* _TASK INSTRUCTIONS_: Could you copy out every one of the items below word for word, omitting the pictures from your answer?

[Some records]
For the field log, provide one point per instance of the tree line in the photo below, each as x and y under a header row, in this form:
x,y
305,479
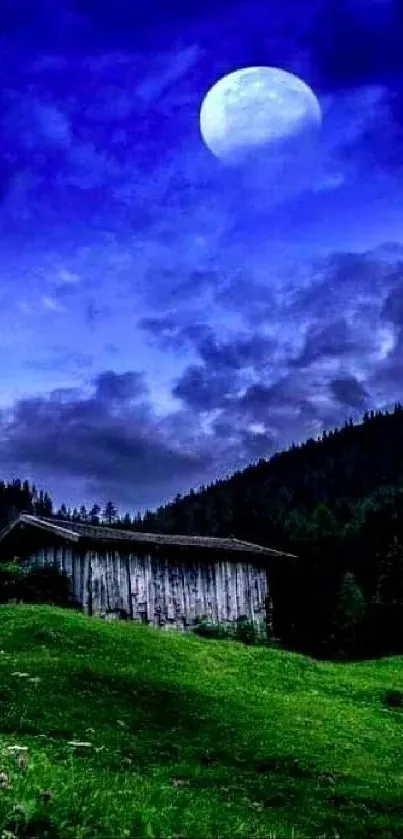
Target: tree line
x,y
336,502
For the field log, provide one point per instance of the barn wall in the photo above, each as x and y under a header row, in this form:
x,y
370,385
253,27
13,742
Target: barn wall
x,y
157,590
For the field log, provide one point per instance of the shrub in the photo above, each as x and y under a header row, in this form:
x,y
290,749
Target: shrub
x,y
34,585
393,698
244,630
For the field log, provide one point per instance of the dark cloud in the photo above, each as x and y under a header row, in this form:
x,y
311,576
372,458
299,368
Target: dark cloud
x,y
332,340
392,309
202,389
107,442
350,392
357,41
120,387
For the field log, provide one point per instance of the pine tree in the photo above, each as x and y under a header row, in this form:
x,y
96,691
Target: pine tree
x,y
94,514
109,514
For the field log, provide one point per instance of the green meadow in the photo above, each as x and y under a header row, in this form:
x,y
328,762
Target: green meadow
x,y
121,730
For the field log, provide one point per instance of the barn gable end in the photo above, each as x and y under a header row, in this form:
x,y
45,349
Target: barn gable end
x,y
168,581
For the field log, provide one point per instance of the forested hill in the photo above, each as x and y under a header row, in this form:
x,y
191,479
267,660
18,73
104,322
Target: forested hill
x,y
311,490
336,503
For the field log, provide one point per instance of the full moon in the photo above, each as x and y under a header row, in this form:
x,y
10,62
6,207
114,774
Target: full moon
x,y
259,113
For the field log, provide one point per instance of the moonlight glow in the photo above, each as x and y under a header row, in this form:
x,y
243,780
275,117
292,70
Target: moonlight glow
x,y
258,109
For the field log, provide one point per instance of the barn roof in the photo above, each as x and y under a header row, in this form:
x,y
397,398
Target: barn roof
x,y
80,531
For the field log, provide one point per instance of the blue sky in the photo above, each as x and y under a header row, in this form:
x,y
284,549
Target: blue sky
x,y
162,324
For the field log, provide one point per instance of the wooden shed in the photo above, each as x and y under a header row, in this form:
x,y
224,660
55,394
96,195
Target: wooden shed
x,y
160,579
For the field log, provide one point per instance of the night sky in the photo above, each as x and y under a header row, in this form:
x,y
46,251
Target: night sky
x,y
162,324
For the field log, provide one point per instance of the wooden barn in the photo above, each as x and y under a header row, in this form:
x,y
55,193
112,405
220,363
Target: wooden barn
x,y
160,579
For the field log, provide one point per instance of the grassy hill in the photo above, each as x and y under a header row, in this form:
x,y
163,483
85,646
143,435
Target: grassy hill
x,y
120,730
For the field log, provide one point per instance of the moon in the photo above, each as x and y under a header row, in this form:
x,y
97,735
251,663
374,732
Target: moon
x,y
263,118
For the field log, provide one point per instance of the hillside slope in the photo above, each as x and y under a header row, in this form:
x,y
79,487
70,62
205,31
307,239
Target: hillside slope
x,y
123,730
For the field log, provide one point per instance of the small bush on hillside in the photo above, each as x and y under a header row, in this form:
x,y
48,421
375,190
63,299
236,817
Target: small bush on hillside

* _SOLUTION BELOW_:
For the field log, provide one point per instance of the tree line in the photo below, each as x and y under a header row, in this form:
x,y
305,479
Target: tree line
x,y
336,502
For the field log, provide one point per instance of the barn wall in the photo above, each as x and y under a header row, in this form:
x,y
370,385
253,27
13,742
Target: barn wall
x,y
157,590
For the field log, provide one point per instance of the shrub in the photo above, each as x and y under a header row, in this form:
x,y
290,749
Target: shrub
x,y
34,585
393,698
244,630
For the field log, provide one point per instance of the dark cloud in the photo above, each as x and y under a header row, in this form:
x,y
311,576
372,458
299,368
Target: dark cloud
x,y
332,340
392,309
202,389
107,442
350,392
357,41
120,387
For the field log, provide one point per instance of the pine tree in the photo above, each as x and y under a header row, in this form:
x,y
96,691
Target: pine tree
x,y
94,514
109,514
For the field log, provide one point per instance of the green meadow in the photo above, each as x and y under a header row, in this form:
x,y
328,762
Target: green meadow
x,y
121,730
For the field log, provide one point per instance of the barn gable end in the photo above, each as x and y under a header row, in this form:
x,y
45,349
Target: barn gable end
x,y
168,581
For the field log, provide one point per instance of the forested hill in the photo above, each as x and y under a header row, in this form:
x,y
191,479
267,660
18,73
104,322
Target: forested hill
x,y
311,490
336,503
For the field log, provide one point per instance of the full moon in the photo above, each as x and y under a header row, in this form:
x,y
10,62
6,207
114,774
Target: full moon
x,y
259,113
For the field log, provide one point per instance of the moonlight glow in the photo above, each as x and y under a header row, in this form:
x,y
243,780
275,117
292,70
Target: moonlight glow
x,y
258,109
For the field log, provide one point per instance of the barn roof in the photo above, each as x and y under a header row, in this form:
x,y
397,398
Target: barn roof
x,y
80,531
For the field log, provide one point per instance of the blue sky in the photo above, each as x and y under a header row, in this form:
x,y
284,549
Target: blue sky
x,y
162,324
For the field log, provide one point per instance of the wooden shed in the photo above, each as x and y under a header row, in this form:
x,y
224,660
55,394
96,195
Target: wooden shed
x,y
160,579
For the field log, provide one point per instance of the night sky in the photo above, each as x and y under a header row, in this form:
x,y
46,251
Target: night sky
x,y
162,324
For the field log, provide one point per instance of the wooden barn in the photo above, each as x and y under a header row, in this form:
x,y
55,193
112,405
220,363
Target: wooden barn
x,y
160,579
For the field log, provide one point per instance of the grassy hill in the photo above, each as x and y under a header row, in this form:
x,y
163,483
85,646
143,435
Target: grassy hill
x,y
120,730
For the field log, provide one point per instance of the moon in the photo above, each as x and y under a header row, in this form:
x,y
97,735
251,663
374,732
Target: moon
x,y
263,118
For the field log, provide one point per instance of the hillside slope in the photo above, each as x and y under a header row, in this form:
x,y
79,487
70,62
205,31
307,239
Target: hillside slope
x,y
123,730
For the field log, provide one point per instance of the small bush on hillside in the photo above, each as x and y under a header row, in this form:
x,y
48,421
375,190
63,299
236,817
Target: small bush on hillside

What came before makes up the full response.